• [SUPPLIED TEXT]
It’s Time to Supercharge Caregiving

Making appointments and paying bills for a parent with Alzheimer’s. Managing medicines for a child with cystic fibrosis. Grocery shopping for a neighbor with Parkinson’s.  All of these are forms of caregiving. And during National Family Caregivers Month this November, Caregiver Action Network is calling on caregivers to “supercharge” these functions through technology.

More than 90 million Americans selflessly care for family and friends. Many could integrate technology to ease their burden. Here are a few ideas:

  1. Use online tools to take the worry out of medication management. Tools that send text or email reminders can help ensure doses are taken according to schedule. Consistent administration is ideal for managing conditions and reduces the risk of overdose or missing a dose. Some systems even alert users when it’s time to order a refill.
  2. Tap into a portal to keep track of medical appointments and records. Managing records, appointments and finances is time-intensive, but using web-based portals can reduce the paperwork. Portals serve as a central point for viewing medical records and test results, checking appointment times and paying bills.
  3. Order meals or groceries for delivery through an app. Caregivers, or those who they are caring for, can order from a restaurant with just a few clicks; a driver delivers the food. Family who aren’t local can also schedule and pay for weekly grocery delivery, helping from afar.

• [LISTED RECORDS]
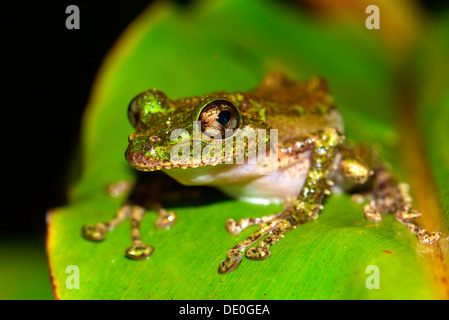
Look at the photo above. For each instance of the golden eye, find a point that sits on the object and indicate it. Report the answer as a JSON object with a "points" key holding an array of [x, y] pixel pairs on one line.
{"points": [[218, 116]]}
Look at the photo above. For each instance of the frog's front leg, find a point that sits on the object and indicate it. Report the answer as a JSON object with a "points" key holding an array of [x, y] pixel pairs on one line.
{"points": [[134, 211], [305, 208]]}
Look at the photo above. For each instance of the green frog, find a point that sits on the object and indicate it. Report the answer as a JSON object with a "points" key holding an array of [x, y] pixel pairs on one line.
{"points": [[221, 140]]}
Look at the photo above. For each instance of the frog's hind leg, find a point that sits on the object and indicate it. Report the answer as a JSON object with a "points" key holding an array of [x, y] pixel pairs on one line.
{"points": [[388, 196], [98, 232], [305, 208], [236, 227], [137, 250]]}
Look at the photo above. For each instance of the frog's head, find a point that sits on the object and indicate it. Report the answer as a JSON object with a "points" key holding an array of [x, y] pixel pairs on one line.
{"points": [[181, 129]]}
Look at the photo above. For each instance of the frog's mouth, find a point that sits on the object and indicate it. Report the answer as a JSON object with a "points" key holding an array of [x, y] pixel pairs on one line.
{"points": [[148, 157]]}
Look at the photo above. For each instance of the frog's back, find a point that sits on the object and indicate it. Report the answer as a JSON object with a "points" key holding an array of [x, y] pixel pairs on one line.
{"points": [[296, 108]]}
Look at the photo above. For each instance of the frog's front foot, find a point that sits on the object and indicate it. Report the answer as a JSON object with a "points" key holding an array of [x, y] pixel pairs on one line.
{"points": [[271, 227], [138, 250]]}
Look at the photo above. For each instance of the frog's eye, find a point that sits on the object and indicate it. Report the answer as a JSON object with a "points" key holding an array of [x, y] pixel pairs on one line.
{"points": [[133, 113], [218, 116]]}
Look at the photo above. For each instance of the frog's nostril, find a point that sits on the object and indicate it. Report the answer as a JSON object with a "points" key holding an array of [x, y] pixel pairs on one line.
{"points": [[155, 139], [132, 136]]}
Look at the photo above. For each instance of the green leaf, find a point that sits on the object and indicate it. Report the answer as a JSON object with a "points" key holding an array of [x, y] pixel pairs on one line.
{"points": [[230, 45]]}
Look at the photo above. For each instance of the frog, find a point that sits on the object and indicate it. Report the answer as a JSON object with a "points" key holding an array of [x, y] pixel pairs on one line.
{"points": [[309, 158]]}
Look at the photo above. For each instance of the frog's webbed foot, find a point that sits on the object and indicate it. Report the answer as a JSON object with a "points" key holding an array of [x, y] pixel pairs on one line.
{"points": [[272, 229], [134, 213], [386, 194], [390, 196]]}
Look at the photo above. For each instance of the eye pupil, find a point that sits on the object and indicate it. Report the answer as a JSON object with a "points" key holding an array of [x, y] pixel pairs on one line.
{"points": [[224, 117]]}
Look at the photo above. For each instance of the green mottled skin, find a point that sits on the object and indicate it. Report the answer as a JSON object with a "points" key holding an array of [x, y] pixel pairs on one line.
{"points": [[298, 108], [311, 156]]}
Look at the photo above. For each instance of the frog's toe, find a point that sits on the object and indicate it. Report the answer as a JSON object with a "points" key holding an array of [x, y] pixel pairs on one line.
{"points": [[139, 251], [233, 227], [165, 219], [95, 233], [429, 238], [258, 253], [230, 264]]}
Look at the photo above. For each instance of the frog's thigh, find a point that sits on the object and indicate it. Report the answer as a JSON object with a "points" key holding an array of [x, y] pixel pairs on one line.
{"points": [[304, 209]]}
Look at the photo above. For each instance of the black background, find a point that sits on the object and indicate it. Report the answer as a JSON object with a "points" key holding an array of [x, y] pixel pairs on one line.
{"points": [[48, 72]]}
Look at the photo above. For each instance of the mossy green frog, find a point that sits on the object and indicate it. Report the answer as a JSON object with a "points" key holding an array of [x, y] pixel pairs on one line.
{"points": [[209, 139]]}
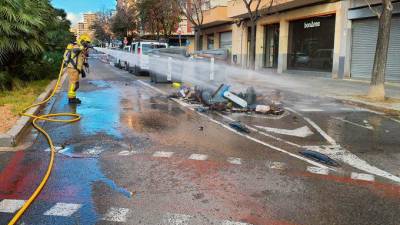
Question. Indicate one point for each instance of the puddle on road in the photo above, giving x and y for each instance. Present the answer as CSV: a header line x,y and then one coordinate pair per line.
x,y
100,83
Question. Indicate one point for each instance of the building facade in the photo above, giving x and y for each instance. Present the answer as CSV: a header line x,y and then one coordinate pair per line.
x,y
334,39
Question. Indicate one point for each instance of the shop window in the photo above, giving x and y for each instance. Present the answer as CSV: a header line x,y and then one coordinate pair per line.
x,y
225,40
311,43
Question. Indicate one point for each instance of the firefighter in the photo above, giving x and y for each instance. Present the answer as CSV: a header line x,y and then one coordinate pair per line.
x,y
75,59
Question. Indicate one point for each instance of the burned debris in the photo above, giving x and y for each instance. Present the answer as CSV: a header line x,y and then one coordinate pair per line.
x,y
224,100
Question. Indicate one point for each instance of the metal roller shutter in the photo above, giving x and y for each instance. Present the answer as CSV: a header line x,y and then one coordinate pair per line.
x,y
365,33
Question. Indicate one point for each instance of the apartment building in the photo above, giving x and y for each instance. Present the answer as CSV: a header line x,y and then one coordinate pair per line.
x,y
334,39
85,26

• [ACTIVITY] Reproduce the caregiving article, everything from "It’s Time to Supercharge" down to "order a refill.", with "online tools" changed to "web-based tools".

• [ANSWER SPACE]
It’s Time to Supercharge Caregiving

Making appointments and paying bills for a parent with Alzheimer’s. Managing medicines for a child with cystic fibrosis. Grocery shopping for a neighbor with Parkinson’s.  All of these are forms of caregiving. And during National Family Caregivers Month this November, Caregiver Action Network is calling on caregivers to “supercharge” these functions through technology.

More than 90 million Americans selflessly care for family and friends. Many could integrate technology to ease their burden. Here are a few ideas:

  1. Use web-based tools to take the worry out of medication management. Tools that send text or email reminders can help ensure doses are taken according to schedule. Consistent administration is ideal for managing conditions and reduces the risk of overdose or missing a dose. Some systems even alert users when it’s time to order a refill.